Segment Start: INPUT FOR THIS TASK

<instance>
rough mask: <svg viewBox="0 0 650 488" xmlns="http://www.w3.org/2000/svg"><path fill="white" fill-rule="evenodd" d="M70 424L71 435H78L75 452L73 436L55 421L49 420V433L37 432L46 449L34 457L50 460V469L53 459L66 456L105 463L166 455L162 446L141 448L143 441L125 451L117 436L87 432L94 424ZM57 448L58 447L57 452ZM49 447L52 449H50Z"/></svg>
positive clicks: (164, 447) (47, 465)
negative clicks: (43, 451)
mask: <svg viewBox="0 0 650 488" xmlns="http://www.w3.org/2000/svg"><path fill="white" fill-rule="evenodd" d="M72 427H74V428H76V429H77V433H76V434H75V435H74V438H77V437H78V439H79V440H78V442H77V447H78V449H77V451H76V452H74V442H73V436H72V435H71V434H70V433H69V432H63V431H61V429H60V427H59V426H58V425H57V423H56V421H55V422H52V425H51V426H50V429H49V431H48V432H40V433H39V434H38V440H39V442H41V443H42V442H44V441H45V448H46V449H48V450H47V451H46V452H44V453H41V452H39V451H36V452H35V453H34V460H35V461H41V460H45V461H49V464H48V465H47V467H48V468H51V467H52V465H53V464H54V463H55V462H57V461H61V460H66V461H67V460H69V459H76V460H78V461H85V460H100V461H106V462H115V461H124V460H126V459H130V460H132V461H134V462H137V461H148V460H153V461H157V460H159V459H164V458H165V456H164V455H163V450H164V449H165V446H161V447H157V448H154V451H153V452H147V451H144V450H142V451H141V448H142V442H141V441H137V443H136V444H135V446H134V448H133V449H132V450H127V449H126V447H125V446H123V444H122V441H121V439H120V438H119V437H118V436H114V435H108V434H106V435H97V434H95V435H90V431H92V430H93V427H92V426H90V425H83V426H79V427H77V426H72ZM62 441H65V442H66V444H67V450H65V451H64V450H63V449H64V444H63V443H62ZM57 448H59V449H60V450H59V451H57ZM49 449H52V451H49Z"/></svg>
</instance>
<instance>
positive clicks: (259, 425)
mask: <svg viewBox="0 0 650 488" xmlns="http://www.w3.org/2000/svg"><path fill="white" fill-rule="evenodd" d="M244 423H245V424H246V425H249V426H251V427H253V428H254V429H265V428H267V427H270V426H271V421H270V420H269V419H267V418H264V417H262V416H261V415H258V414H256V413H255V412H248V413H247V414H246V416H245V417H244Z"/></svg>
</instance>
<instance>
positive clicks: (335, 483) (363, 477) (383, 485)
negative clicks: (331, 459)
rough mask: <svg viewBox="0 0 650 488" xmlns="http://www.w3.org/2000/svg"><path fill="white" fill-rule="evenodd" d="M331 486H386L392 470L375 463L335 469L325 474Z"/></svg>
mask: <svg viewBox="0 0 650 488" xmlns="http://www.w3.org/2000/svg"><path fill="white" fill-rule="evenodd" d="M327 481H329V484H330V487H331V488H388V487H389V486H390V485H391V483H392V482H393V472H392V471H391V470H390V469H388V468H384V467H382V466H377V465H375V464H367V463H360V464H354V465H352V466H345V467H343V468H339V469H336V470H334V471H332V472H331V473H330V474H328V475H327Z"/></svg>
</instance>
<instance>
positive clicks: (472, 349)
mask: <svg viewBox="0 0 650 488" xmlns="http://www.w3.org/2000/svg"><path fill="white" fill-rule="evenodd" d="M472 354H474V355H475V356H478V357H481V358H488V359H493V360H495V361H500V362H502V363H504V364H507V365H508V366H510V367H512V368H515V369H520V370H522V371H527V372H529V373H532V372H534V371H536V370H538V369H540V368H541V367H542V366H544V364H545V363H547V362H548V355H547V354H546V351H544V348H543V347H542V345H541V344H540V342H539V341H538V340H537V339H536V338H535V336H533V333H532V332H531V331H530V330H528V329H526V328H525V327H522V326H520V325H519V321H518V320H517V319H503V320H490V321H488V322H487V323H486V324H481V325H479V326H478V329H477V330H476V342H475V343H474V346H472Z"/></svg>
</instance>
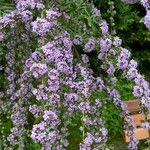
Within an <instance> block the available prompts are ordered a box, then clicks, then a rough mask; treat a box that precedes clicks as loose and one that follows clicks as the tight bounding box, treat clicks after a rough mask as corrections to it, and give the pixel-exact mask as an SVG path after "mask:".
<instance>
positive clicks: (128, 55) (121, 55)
mask: <svg viewBox="0 0 150 150" xmlns="http://www.w3.org/2000/svg"><path fill="white" fill-rule="evenodd" d="M130 55H131V54H130V52H129V51H128V50H127V49H125V48H121V53H120V56H119V58H118V67H119V69H121V70H124V69H126V68H127V67H128V63H129V62H128V60H129V58H130Z"/></svg>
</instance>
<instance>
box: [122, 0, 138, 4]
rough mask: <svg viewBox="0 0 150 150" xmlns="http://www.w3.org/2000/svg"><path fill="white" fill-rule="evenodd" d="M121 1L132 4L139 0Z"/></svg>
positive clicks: (136, 1) (123, 0)
mask: <svg viewBox="0 0 150 150" xmlns="http://www.w3.org/2000/svg"><path fill="white" fill-rule="evenodd" d="M121 1H122V2H124V3H127V4H134V3H137V2H138V1H139V0H121Z"/></svg>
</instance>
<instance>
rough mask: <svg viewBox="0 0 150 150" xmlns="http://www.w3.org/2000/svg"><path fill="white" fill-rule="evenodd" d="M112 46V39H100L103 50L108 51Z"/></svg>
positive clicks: (101, 51) (100, 45)
mask: <svg viewBox="0 0 150 150" xmlns="http://www.w3.org/2000/svg"><path fill="white" fill-rule="evenodd" d="M111 46H112V41H111V40H110V39H108V38H106V39H101V40H100V48H101V52H103V53H106V52H108V51H109V50H110V48H111Z"/></svg>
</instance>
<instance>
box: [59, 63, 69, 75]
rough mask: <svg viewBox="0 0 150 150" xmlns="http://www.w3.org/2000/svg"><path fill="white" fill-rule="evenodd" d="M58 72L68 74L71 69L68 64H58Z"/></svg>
mask: <svg viewBox="0 0 150 150" xmlns="http://www.w3.org/2000/svg"><path fill="white" fill-rule="evenodd" d="M57 69H58V71H60V72H62V73H65V74H68V73H69V72H70V68H69V66H68V64H67V63H66V62H63V61H62V62H58V64H57Z"/></svg>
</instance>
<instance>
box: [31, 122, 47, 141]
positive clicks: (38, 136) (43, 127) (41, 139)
mask: <svg viewBox="0 0 150 150" xmlns="http://www.w3.org/2000/svg"><path fill="white" fill-rule="evenodd" d="M31 138H32V139H33V140H35V141H37V142H39V143H41V144H42V143H44V142H45V141H46V123H45V122H41V123H39V124H35V125H34V126H33V128H32V133H31Z"/></svg>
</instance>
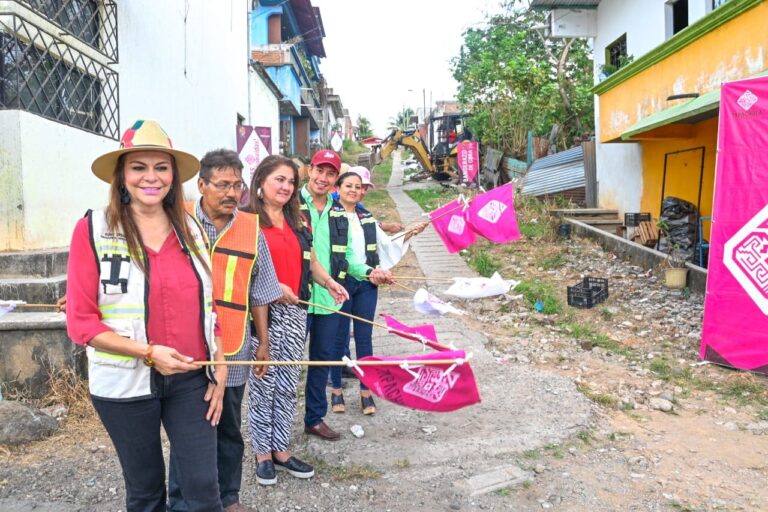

Segment End: INPUT FOR THIS TASK

Please copy every line above word for word, leaving out the pictures.

**ANSWER:**
<instance>
rough mask: <svg viewBox="0 0 650 488" xmlns="http://www.w3.org/2000/svg"><path fill="white" fill-rule="evenodd" d="M70 424L71 435H78L75 452L73 436L55 421L49 420V433L37 432L46 449L34 457L50 460V469L53 459L66 456L105 463L166 455L162 446L141 448L143 441L125 451L117 436L87 432L94 424ZM57 448L58 447L57 452ZM49 447L52 449H50Z"/></svg>
positive clicks: (164, 447) (47, 465)
negative clicks: (43, 451)
mask: <svg viewBox="0 0 650 488" xmlns="http://www.w3.org/2000/svg"><path fill="white" fill-rule="evenodd" d="M72 427H74V428H76V429H77V433H76V434H75V435H74V438H77V437H78V439H79V440H78V442H77V447H78V449H77V451H76V452H74V442H73V436H72V435H71V434H70V433H69V432H63V431H61V429H60V427H59V426H58V425H57V423H56V421H55V422H52V425H51V426H50V429H49V431H48V432H40V433H39V434H38V440H39V442H41V443H42V442H44V441H45V448H46V449H48V450H47V451H46V452H44V453H41V452H39V451H36V452H35V453H34V460H35V461H41V460H45V461H49V464H48V465H47V467H48V468H51V467H52V465H53V464H54V463H55V462H57V461H61V460H66V461H67V460H69V459H76V460H78V461H85V460H100V461H106V462H115V461H124V460H126V459H130V460H132V461H134V462H137V461H148V460H153V461H157V460H159V459H164V458H165V456H164V455H163V450H164V449H165V446H161V447H157V448H154V451H153V452H147V451H144V450H142V451H141V448H142V442H141V441H137V443H136V444H135V446H134V448H133V449H132V450H127V449H126V447H125V446H123V444H122V441H121V439H120V438H119V437H118V436H114V435H108V434H106V435H97V434H95V435H90V431H92V430H93V427H92V426H90V425H83V426H79V427H77V426H72ZM62 441H65V442H66V444H67V450H65V451H64V450H63V449H64V444H63V443H62ZM57 448H59V449H60V450H59V451H57ZM49 449H52V451H49Z"/></svg>
</instance>
<instance>
positive clicks: (259, 425)
mask: <svg viewBox="0 0 650 488" xmlns="http://www.w3.org/2000/svg"><path fill="white" fill-rule="evenodd" d="M244 423H245V424H246V425H249V426H251V427H253V428H254V429H265V428H267V427H270V426H271V421H270V420H269V419H267V418H264V417H262V416H261V415H258V414H256V413H255V412H248V413H247V414H246V416H245V417H244Z"/></svg>
</instance>
<instance>
positive clicks: (335, 483) (363, 477) (383, 485)
negative clicks: (331, 459)
rough mask: <svg viewBox="0 0 650 488" xmlns="http://www.w3.org/2000/svg"><path fill="white" fill-rule="evenodd" d="M331 486H386L392 470L375 463L335 469L325 474Z"/></svg>
mask: <svg viewBox="0 0 650 488" xmlns="http://www.w3.org/2000/svg"><path fill="white" fill-rule="evenodd" d="M327 481H329V484H330V487H331V488H388V487H389V486H390V485H391V483H392V482H393V472H392V471H391V470H390V469H388V468H384V467H382V466H377V465H375V464H367V463H360V464H354V465H352V466H345V467H343V468H339V469H336V470H334V471H332V472H331V473H330V474H328V475H327Z"/></svg>
</instance>
<instance>
positive clicks: (472, 349)
mask: <svg viewBox="0 0 650 488" xmlns="http://www.w3.org/2000/svg"><path fill="white" fill-rule="evenodd" d="M472 354H474V355H475V356H478V357H481V358H488V359H493V360H495V361H500V362H502V363H504V364H507V365H508V366H510V367H512V368H515V369H520V370H522V371H527V372H529V373H532V372H534V371H536V370H538V369H540V368H541V367H542V366H544V364H545V363H547V362H548V355H547V354H546V351H544V348H543V347H542V345H541V344H540V342H539V341H538V340H537V339H536V338H535V336H533V333H532V332H531V331H530V330H528V329H526V328H525V327H522V326H520V325H519V321H518V320H517V319H503V320H490V321H488V322H487V323H486V324H481V325H479V326H478V329H477V330H476V342H475V343H474V346H472Z"/></svg>
</instance>
Within an <instance> block the available prompts are ordered a box, then clicks, then a rough mask; treat a box that precedes clicks as loose and one that follows clicks as the tight bounding box, treat clicks after a rough mask as corrections to it, and give the pixel-exact mask as an SVG path after "mask:".
<instance>
positive clicks: (128, 55) (121, 55)
mask: <svg viewBox="0 0 150 150" xmlns="http://www.w3.org/2000/svg"><path fill="white" fill-rule="evenodd" d="M130 55H131V54H130V52H129V51H128V50H127V49H125V48H121V53H120V56H119V58H118V67H119V69H121V70H124V69H126V68H127V67H128V63H129V62H128V60H129V58H130Z"/></svg>
</instance>
<instance>
box: [122, 0, 138, 4]
rough mask: <svg viewBox="0 0 150 150" xmlns="http://www.w3.org/2000/svg"><path fill="white" fill-rule="evenodd" d="M121 1L132 4L139 0Z"/></svg>
positive clicks: (136, 1) (123, 0)
mask: <svg viewBox="0 0 150 150" xmlns="http://www.w3.org/2000/svg"><path fill="white" fill-rule="evenodd" d="M121 1H122V2H124V3H127V4H134V3H137V2H138V1H139V0H121Z"/></svg>
</instance>
<instance>
rough mask: <svg viewBox="0 0 150 150" xmlns="http://www.w3.org/2000/svg"><path fill="white" fill-rule="evenodd" d="M112 46V39H100L103 50L108 51Z"/></svg>
positive clicks: (101, 51) (100, 45)
mask: <svg viewBox="0 0 150 150" xmlns="http://www.w3.org/2000/svg"><path fill="white" fill-rule="evenodd" d="M111 46H112V41H111V40H110V39H108V38H106V39H101V40H100V48H101V52H103V53H106V52H108V51H109V50H110V48H111Z"/></svg>
</instance>
<instance>
box: [59, 63, 69, 75]
rough mask: <svg viewBox="0 0 150 150" xmlns="http://www.w3.org/2000/svg"><path fill="white" fill-rule="evenodd" d="M58 72L68 74L71 69L68 64H58Z"/></svg>
mask: <svg viewBox="0 0 150 150" xmlns="http://www.w3.org/2000/svg"><path fill="white" fill-rule="evenodd" d="M57 69H58V71H60V72H62V73H65V74H68V73H69V72H70V68H69V66H68V64H67V63H66V62H63V61H62V62H58V64H57Z"/></svg>
</instance>
<instance>
box: [31, 122, 47, 141]
positive clicks: (38, 136) (43, 127) (41, 139)
mask: <svg viewBox="0 0 150 150" xmlns="http://www.w3.org/2000/svg"><path fill="white" fill-rule="evenodd" d="M31 138H32V139H33V140H35V141H37V142H39V143H41V144H42V143H44V142H45V141H46V123H45V122H41V123H39V124H35V125H34V126H33V128H32V133H31Z"/></svg>
</instance>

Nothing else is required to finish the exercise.